**** Forenthread ****
# Von welchen Spielen würdet ihr euch ein Remake wünschen?



## RyzA (16. Dezember 2021)

Nabend!


Von welchen Spielen würdet ihr euch ein Remake wünschen?
Spontan fallen mir diese Spiele ein:


X-Wing
Dune
Syndicate
Populous
Dungeon Keeper
Lemmings
Giants: Citizen Kabuto
Star Trek Voyager: Elite Force
Sim City

Aber es gibt bestimmt noch jede Menge andere coole Klassiker.


----------



## HenneHuhn (16. Dezember 2021)

Metal Gear Solid, Final Fantasy VIII, G-Police...


----------



## chill_eule (16. Dezember 2021)

RyzA schrieb:


> Dungeon Keeper


Teste mal:








						Dungeons 3 on Steam
					

At last, the Dungeon Lord has successfully united the forces of evil and established his dark empire. Time for the next step in his most diabolical quest: expansion!




					store.steampowered.com
				




Inklusive DLCs ist das geiler als das Original 

@Topic:
Empire Earth I und II wären geil


----------



## RyzA (16. Dezember 2021)

chill_eule schrieb:


> Teste mal:
> 
> 
> 
> ...


Danke für den Tipp. Werde ich mal in meine Wunschliste packen.


----------



## PCGHGS (16. Dezember 2021)

NfS: Hot Pursuit 2
FlatOut 2
BioShock Infinite


----------



## chill_eule (16. Dezember 2021)

PCGHGS schrieb:


> NfS: Hot Pursuit 2



Bei dem Stichwort fällt mir ein:

NFS: Porsche

Das war geil!


----------



## PCGHGS (16. Dezember 2021)

Battlefield: Bad Company 2


----------



## chill_eule (16. Dezember 2021)

RyzA schrieb:


> Danke für den Tipp. Werde ich mal in meine Wunschliste packen.


Teil 1 von Dungeons kenn ich nicht, Teil 2 war ziemlich gut, aber Teil 3 ist, siehe oben:


chill_eule schrieb:


> Inklusive DLCs ist das geiler als das Original


----------



## Einwegkartoffel (16. Dezember 2021)

GTA 3, VC und SA 

Ein NfS Underground fänd ich auch nicht schlecht. Die Kampagne von C&C Renegade mochte ich auch sehr gerne...


----------



## facehugger (16. Dezember 2021)

Ich hätt nix, aber auch gar nix gegen ein "Most Wanted" im neuen Gewand. Natürlich von 2005.

Was hab ich das damals gesuchtet

Gruß


----------



## wuselsurfer (16. Dezember 2021)
**** Bereitgestellte Angaben ****
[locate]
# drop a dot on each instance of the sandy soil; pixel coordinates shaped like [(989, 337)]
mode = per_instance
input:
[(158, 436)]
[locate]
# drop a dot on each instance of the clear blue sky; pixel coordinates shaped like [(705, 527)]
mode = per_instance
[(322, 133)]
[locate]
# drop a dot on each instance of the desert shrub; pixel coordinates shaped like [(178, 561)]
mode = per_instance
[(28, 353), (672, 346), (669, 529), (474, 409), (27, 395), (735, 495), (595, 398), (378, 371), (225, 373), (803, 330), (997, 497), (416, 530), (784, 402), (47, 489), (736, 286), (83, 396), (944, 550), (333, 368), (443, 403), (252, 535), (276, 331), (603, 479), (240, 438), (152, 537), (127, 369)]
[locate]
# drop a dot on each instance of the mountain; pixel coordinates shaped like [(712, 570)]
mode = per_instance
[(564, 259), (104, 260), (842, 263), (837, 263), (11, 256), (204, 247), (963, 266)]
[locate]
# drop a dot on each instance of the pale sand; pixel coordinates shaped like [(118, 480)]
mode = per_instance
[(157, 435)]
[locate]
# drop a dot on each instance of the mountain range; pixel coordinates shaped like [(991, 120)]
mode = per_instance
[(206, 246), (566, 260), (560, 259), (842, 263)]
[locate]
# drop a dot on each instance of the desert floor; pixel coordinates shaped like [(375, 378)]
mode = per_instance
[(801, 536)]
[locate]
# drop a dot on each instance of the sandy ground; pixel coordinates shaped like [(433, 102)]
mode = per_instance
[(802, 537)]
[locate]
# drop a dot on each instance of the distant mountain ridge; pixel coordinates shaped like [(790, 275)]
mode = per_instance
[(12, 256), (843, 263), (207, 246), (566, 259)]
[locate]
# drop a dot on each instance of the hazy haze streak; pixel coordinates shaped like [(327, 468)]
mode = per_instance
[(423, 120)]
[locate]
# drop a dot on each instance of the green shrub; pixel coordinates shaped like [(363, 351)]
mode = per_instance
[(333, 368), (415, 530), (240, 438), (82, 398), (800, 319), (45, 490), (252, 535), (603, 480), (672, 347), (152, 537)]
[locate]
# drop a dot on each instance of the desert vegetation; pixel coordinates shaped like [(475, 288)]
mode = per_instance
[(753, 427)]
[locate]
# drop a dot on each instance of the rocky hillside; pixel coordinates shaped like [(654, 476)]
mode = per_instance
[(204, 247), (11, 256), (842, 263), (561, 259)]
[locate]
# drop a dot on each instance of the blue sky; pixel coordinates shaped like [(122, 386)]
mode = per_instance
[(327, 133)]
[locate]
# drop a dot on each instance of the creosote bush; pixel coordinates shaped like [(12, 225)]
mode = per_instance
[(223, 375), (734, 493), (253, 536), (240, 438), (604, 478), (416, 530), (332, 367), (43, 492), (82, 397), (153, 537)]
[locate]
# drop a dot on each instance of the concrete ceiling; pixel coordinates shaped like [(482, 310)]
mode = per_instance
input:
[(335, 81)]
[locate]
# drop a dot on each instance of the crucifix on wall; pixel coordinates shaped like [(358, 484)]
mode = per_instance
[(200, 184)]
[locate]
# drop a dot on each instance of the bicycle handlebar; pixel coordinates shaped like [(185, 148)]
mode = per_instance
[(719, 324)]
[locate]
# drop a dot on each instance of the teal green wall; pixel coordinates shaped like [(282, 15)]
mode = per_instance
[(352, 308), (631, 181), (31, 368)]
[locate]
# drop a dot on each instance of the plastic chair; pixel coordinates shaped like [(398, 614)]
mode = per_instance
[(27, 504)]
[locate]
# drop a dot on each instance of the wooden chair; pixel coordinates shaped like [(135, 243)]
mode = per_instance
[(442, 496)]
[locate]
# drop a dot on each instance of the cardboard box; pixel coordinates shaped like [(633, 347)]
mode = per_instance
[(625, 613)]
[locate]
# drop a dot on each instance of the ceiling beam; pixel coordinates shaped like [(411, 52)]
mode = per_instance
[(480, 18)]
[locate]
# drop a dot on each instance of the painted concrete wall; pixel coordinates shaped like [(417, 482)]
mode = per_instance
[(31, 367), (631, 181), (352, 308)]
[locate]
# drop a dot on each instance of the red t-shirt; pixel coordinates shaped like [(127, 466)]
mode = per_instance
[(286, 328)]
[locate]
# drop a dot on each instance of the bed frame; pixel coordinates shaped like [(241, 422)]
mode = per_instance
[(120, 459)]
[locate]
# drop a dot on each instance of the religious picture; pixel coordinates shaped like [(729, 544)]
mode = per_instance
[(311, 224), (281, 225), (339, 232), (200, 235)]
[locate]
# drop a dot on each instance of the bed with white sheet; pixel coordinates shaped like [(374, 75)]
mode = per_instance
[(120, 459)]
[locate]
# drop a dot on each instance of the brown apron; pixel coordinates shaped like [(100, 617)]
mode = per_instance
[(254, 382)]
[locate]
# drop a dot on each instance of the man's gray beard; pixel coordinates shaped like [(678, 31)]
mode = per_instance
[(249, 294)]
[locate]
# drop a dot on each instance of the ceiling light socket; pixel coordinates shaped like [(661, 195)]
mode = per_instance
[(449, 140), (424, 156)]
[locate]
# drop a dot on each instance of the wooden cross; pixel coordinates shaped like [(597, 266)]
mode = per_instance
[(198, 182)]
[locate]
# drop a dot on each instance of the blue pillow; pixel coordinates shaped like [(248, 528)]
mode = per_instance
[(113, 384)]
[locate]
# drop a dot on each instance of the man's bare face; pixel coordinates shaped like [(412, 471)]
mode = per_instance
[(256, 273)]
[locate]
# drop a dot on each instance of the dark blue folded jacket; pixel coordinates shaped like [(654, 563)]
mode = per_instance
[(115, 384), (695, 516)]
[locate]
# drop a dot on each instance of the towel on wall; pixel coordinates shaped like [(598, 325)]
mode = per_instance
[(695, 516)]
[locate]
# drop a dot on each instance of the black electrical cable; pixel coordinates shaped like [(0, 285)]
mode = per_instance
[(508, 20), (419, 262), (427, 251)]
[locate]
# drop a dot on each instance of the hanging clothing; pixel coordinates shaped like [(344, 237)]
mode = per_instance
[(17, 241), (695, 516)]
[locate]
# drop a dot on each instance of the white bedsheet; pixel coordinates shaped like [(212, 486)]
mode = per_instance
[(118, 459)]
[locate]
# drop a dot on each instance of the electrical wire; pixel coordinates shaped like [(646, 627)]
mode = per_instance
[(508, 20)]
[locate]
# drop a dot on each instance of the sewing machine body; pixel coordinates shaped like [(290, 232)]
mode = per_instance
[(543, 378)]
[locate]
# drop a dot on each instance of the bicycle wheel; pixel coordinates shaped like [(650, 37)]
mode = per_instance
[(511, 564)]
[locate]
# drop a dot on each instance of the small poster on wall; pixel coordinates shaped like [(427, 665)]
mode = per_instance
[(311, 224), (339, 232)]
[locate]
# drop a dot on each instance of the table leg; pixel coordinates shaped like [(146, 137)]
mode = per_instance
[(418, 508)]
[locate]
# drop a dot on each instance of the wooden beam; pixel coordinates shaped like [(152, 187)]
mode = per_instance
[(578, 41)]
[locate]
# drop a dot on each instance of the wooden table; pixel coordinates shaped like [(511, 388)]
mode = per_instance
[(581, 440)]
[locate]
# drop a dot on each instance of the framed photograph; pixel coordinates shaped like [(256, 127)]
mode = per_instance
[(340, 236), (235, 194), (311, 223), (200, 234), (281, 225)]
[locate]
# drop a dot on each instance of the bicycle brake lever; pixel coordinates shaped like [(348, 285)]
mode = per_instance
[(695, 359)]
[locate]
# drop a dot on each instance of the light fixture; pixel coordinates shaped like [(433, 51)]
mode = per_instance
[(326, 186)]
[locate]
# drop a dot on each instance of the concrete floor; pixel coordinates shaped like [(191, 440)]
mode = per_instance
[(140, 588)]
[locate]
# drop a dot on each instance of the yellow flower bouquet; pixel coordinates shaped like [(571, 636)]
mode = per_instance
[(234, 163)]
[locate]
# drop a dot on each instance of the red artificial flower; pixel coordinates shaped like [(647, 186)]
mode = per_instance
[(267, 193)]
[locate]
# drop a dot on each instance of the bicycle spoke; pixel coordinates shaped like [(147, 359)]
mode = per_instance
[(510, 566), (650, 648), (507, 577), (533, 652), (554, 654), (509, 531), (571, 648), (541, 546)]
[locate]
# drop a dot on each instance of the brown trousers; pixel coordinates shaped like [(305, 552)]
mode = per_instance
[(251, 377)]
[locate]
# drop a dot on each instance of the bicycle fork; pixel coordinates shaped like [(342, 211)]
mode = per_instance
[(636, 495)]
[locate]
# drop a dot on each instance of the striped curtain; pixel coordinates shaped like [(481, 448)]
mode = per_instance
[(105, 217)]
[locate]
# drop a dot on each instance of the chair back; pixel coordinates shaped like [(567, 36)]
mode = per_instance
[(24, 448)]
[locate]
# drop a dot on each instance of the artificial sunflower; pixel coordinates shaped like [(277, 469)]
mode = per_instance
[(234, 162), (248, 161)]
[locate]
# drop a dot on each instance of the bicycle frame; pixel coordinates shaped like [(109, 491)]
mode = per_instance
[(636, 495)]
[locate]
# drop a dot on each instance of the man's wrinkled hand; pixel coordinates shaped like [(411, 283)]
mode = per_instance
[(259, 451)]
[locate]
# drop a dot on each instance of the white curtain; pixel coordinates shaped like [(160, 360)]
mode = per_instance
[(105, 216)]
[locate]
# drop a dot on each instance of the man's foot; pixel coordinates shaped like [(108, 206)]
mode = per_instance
****
* Aufgaben
1 – Zitiere aus dem Thread den Abschnitt von „## Einwegkartoffel (16.“ bis einschließlich „Natürlich von 2005.“.
2 – Welches Spiel wünscht sich facehugger im Thread in neuem Gewand, und aus welchem Jahr soll es sein?

* Schriftliche Antworten
1 –
## Einwegkartoffel (16. Dezember 2021)

GTA 3, VC und SA 

Ein NfS Underground fänd ich auch nicht schlecht. Die Kampagne von C&C Renegade mochte ich auch sehr gerne...


----------



## facehugger (16. Dezember 2021)

Ich hätt nix, aber auch gar nix gegen ein "Most Wanted" im neuen Gewand. Natürlich von 2005.

2 – „Most Wanted“ von 2005.